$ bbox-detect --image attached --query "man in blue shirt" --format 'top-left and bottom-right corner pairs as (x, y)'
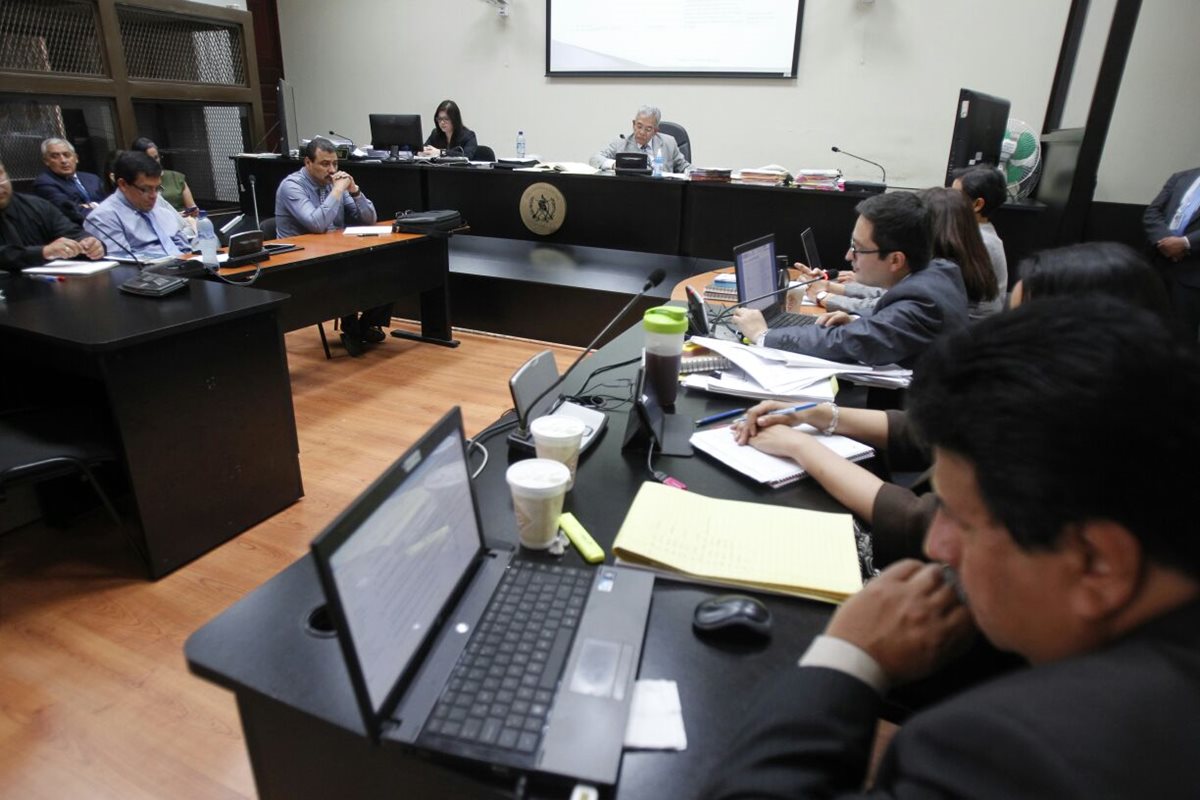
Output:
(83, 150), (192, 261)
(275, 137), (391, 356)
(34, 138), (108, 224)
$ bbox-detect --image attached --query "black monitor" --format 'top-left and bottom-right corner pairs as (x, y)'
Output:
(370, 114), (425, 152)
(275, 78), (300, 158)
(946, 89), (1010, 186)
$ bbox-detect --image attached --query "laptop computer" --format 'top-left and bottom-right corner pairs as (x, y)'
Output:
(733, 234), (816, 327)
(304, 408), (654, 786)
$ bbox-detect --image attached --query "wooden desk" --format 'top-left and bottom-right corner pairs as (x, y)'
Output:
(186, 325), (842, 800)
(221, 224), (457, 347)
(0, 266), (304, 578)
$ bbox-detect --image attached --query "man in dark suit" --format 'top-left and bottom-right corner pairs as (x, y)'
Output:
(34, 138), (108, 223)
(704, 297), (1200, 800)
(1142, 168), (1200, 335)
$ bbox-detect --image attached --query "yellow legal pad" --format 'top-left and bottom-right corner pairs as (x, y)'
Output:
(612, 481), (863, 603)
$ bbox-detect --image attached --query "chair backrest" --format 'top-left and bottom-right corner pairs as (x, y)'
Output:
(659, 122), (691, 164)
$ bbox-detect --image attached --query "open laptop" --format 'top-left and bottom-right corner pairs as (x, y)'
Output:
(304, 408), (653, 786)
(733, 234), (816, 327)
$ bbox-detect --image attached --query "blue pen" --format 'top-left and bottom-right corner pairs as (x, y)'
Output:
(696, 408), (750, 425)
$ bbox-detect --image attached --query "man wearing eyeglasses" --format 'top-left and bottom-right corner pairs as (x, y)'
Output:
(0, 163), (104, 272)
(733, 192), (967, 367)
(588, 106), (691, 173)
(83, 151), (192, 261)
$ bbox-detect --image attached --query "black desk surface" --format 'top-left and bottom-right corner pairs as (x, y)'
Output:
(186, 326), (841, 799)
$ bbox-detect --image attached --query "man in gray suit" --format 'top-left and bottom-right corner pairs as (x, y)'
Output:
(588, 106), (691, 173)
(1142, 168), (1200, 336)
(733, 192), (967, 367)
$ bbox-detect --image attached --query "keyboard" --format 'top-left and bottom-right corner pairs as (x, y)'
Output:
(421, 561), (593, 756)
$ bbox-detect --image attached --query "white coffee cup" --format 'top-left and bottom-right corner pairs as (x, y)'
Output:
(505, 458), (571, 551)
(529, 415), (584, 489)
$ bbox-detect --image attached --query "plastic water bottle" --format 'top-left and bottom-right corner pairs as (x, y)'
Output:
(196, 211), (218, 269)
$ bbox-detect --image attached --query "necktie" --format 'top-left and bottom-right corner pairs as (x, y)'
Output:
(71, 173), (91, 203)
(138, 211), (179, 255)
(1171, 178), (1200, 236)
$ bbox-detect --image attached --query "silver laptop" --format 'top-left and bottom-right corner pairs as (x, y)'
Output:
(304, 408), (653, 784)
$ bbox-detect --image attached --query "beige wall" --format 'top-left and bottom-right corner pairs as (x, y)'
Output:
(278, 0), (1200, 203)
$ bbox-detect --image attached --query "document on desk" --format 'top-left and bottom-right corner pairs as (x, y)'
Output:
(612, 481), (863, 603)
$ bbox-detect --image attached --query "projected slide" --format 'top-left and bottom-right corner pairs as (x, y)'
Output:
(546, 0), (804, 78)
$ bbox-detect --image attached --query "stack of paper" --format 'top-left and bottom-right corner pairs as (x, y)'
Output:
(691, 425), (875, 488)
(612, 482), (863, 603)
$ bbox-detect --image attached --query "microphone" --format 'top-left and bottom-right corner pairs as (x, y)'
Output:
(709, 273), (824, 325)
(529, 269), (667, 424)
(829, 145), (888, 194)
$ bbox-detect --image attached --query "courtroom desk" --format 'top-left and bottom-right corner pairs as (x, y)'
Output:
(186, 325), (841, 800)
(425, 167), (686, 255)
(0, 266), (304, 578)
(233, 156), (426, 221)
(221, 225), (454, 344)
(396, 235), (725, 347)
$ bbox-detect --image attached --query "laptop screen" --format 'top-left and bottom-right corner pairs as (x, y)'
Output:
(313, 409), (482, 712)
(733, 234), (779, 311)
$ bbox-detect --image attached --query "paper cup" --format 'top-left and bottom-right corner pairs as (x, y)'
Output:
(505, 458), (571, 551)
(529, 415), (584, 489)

...

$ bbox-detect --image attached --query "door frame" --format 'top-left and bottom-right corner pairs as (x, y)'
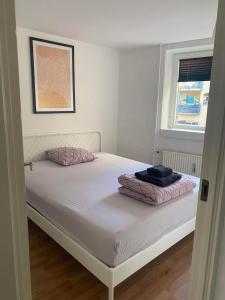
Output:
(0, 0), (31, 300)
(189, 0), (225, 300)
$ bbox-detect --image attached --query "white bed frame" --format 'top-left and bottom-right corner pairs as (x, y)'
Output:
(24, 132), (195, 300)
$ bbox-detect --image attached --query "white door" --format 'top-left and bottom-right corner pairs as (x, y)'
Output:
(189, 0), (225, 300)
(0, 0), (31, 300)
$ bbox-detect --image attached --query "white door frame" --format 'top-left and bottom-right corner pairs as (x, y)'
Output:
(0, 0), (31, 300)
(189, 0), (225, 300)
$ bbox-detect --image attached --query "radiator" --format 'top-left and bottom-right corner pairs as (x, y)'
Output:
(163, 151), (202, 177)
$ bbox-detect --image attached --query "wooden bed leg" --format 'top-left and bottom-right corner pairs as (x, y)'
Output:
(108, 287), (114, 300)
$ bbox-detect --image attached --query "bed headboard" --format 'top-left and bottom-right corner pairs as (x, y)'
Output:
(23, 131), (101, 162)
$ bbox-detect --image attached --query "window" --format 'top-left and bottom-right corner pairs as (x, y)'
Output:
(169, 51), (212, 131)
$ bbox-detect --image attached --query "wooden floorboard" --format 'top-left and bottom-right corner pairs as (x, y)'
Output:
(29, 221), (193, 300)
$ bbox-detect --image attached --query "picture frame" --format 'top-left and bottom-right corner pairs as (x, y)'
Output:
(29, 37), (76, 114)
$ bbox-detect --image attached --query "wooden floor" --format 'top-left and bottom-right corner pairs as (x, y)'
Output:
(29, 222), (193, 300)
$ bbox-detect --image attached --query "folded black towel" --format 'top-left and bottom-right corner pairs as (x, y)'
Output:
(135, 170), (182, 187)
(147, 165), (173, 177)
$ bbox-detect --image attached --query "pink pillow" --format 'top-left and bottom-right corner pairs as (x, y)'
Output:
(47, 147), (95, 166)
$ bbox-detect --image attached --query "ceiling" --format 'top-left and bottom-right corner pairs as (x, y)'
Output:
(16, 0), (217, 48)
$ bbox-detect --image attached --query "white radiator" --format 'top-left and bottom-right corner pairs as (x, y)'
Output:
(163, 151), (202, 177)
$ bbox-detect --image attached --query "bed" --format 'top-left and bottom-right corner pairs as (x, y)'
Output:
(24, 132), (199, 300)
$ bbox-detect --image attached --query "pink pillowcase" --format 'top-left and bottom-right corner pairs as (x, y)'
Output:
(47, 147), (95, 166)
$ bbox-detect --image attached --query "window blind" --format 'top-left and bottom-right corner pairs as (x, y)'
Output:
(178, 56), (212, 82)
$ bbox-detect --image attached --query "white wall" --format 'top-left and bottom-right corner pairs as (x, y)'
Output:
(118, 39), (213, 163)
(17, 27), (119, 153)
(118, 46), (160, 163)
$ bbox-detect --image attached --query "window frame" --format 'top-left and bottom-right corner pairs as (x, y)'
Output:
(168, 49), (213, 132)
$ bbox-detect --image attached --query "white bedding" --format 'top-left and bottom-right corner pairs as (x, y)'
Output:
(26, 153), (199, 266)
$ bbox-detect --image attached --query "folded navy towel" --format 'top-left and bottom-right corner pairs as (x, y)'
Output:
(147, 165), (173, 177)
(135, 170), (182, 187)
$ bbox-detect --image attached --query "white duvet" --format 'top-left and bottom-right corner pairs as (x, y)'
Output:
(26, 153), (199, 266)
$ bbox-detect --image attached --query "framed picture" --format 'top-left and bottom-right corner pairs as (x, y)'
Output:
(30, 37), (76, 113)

Short task:
Extract every line of the data above that contains the string "pink".

Exercise response:
$ bbox-detect --image attached --query "pink pillow" --format 'top-left and bottom-right corner pairs as (x, y)'
$ bbox-detect --image attached --query "pink pillowcase" --format 'top-left and bottom-right corner pairs as (x, y)'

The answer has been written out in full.